■ GIVEN INSTRUCTION 1 ■
According to the court opinion excerpt, what crime had the defendant in Johnson been convicted of in New York?
■ GIVEN INSTRUCTION 2 ■
Please quote the court opinion excerpt between "The jury found that" and "S.Ct. at 1986.", inclusive.

■ DOCUMENT EXCERPT ■
::::::

Jacobs argues that he
deserves a retrial, citing Johnson v.
Mississippi, 486 U.S. 578, 108 S.Ct. 1981, 100
L.Ed.2d 575 (1988). The defendant in Johnson was
sentenced to death under Mississippi law, under
which the death penalty is imposed only if the
jury finds that certain aggravating
circumstances outweigh the mitigating
circumstances. Id. at 581, 108 S.Ct. at 1984.
The jury found the following
aggravating circumstances: that the defendant
had previously been convicted of a violent
felony, that the defendant had committed capital
murder for the purpose of avoiding arrest or
escaping from custody, and that the capital
murder was especially heinous, atrocious and
cruel. Id. at 581 n. 1, 108 S.Ct. at 1984 n. 1.
The sole evidence supporting the aggravating
circumstance that the defendant had previously
been convicted of a violent felony was a
document showing that he had been convicted in
New York of the crime of second-degree assault
with intent to commit first-degree rape. Id. at
581, 108 S.Ct. at 1984.
The jury found that the three
aggravating circumstances outweighed the
mitigating circumstances. The death penalty was
imposed. After trial, a state appeals court
vacated the previous felony conviction. Because
the defendant's death sentence had been based in
part upon a reversed conviction, the Court
remanded to the Mississippi Supreme Court. Id.
at 585, 108 S.Ct. at 1986.

::::::

[Dataset entries]
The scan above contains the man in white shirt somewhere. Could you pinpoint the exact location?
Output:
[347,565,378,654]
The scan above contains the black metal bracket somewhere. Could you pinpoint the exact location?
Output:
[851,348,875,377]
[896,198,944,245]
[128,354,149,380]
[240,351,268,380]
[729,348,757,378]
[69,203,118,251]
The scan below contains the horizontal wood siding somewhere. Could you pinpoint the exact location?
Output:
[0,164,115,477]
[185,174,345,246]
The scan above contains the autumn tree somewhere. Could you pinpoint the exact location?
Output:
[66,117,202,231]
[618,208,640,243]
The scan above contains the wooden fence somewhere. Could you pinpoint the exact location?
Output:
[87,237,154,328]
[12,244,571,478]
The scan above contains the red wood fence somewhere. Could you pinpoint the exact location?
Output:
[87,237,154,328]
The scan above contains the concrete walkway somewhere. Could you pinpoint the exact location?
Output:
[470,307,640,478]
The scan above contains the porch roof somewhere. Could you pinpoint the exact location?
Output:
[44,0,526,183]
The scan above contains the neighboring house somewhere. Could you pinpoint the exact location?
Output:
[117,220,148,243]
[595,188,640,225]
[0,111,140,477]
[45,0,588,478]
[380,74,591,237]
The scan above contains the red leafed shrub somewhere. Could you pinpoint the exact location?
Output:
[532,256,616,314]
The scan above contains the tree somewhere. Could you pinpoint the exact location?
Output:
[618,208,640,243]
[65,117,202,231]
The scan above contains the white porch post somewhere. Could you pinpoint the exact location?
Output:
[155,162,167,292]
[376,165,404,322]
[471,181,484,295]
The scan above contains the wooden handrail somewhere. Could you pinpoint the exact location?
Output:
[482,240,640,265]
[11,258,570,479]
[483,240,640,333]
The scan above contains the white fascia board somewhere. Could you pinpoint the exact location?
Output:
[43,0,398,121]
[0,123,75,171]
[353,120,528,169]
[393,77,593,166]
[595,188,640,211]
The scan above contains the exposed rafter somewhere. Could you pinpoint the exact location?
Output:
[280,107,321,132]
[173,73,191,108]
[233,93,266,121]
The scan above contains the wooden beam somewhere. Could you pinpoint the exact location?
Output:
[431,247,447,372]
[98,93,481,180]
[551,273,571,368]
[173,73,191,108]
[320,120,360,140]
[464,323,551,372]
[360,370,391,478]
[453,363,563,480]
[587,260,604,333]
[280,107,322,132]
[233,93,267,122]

::::::

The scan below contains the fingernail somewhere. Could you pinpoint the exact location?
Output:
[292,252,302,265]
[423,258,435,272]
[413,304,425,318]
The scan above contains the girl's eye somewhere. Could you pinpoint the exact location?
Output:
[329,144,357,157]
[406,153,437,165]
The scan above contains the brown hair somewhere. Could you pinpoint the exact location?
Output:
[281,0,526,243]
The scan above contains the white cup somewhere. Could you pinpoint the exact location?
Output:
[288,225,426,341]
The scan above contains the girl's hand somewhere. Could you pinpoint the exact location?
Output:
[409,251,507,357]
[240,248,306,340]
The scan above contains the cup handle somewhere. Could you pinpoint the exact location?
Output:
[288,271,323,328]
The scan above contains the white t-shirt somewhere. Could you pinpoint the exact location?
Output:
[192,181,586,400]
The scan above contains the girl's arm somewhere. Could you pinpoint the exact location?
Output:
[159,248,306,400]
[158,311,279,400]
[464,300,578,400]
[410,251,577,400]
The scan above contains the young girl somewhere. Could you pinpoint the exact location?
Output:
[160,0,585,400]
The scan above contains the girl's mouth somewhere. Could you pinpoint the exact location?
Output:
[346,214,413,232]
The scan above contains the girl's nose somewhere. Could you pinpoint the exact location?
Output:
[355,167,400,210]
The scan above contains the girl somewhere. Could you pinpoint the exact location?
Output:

::::::

■ EXPECTED OUTPUT 1 ■
Second-degree assault with intent to commit first-degree rape.

■ EXPECTED OUTPUT 2 ■
The jury found that the three
aggravating circumstances outweighed the
mitigating circumstances. The death penalty was
imposed. After trial, a state appeals court
vacated the previous felony conviction. Because
the defendant's death sentence had been based in
part upon a reversed conviction, the Court
remanded to the Mississippi Supreme Court. Id.
at 585, 108 S.Ct. at 1986.